- **Task description**:
Copy word for word the lines below, starting at the one that contains "[QA Review Pass] The annotator marked bounding boxes for boy's" and ending at the very last line.

- **Rows**:
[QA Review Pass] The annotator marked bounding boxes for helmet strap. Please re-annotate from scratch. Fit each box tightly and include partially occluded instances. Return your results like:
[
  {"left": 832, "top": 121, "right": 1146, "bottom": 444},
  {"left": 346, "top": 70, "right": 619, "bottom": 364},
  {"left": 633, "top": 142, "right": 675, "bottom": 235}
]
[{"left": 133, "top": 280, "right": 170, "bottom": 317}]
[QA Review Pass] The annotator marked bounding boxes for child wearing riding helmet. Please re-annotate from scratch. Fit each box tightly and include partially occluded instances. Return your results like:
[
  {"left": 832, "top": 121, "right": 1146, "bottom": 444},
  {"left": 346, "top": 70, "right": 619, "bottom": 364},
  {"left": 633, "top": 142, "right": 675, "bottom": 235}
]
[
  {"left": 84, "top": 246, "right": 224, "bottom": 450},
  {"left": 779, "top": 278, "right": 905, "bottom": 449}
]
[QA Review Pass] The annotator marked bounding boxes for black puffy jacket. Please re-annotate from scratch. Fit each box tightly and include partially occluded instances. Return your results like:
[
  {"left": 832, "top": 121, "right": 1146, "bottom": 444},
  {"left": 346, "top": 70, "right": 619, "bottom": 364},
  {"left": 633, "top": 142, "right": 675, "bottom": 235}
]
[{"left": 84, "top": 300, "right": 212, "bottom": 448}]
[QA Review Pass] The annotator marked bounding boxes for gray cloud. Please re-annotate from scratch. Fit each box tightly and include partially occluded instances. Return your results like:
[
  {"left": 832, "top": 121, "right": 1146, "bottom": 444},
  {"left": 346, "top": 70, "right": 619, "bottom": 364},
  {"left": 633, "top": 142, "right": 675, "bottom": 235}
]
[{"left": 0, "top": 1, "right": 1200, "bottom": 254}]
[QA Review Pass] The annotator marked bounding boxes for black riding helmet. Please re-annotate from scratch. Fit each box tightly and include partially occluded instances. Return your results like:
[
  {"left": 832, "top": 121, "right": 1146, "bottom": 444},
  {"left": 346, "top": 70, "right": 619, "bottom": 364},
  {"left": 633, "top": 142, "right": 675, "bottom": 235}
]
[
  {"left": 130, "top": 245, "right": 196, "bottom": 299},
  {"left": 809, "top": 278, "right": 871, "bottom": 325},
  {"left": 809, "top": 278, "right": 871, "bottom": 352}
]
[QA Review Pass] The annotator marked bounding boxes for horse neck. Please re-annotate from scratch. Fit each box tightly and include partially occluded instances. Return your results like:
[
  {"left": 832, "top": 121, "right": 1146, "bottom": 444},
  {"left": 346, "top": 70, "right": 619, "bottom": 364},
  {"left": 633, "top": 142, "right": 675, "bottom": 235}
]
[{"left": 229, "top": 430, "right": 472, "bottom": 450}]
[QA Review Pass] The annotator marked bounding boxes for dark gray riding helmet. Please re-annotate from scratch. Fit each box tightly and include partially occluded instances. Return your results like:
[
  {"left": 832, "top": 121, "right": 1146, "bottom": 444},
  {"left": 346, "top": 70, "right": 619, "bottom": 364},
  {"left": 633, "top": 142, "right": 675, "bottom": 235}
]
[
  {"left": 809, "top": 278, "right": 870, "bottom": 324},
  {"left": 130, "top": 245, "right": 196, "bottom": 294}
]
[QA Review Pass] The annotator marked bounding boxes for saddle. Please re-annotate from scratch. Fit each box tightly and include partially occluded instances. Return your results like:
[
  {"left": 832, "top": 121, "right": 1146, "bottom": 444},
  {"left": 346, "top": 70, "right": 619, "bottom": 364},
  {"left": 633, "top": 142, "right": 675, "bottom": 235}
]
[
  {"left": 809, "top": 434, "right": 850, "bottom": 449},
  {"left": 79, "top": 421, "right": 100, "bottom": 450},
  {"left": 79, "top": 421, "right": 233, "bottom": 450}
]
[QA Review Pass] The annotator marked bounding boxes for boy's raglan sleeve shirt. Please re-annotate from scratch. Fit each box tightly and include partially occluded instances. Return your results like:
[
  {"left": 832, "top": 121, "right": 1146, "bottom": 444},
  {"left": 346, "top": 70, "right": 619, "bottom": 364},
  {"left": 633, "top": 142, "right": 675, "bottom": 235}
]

- **Answer to this task**:
[QA Review Pass] The annotator marked bounding boxes for boy's raglan sleeve shirt. Please re-annotate from scratch. Fit each box tightly and include partially occluded instances. Return your results like:
[
  {"left": 832, "top": 121, "right": 1146, "bottom": 444},
  {"left": 346, "top": 70, "right": 619, "bottom": 364},
  {"left": 633, "top": 142, "right": 675, "bottom": 235}
]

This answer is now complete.